> **Data extracts**
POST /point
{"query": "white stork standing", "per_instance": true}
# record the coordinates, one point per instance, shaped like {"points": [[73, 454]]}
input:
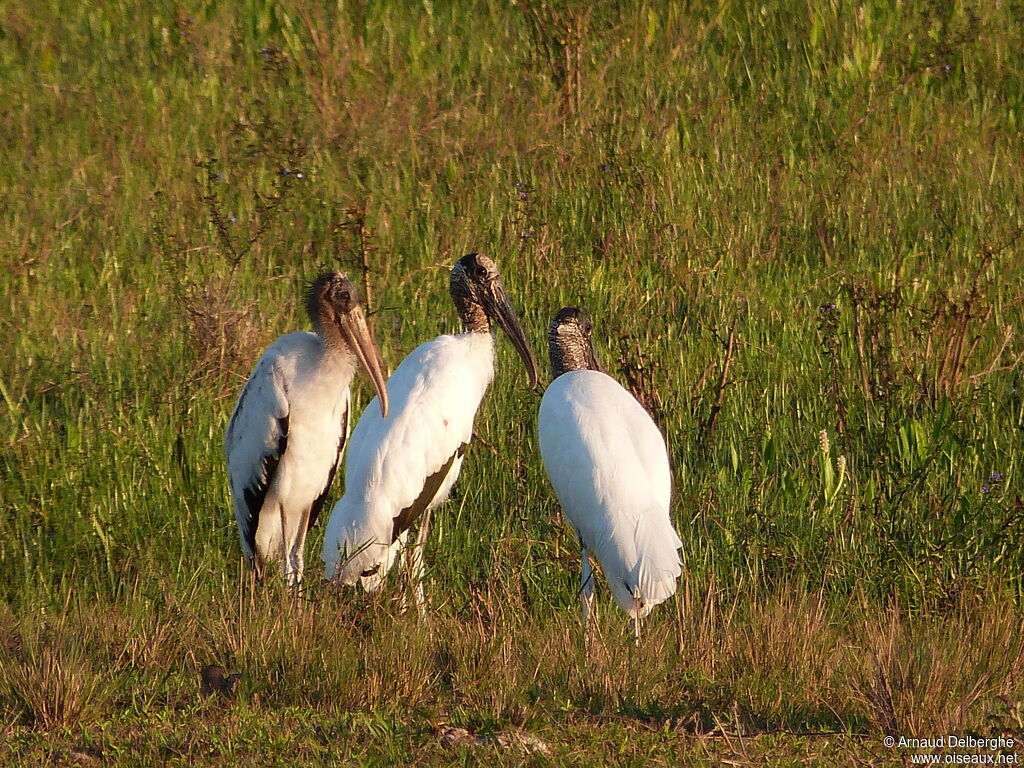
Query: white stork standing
{"points": [[608, 465], [291, 422], [400, 467]]}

> **What to do**
Nothing but the lines from the one holding "# record the" through the final line of the records above belongs in the answer, each retyped exactly; omit the pictures.

> **Result of this task**
# record the coordinates, one point per instance, shaped like {"points": [[73, 454]]}
input:
Query: white stork standing
{"points": [[608, 465], [291, 422], [400, 467]]}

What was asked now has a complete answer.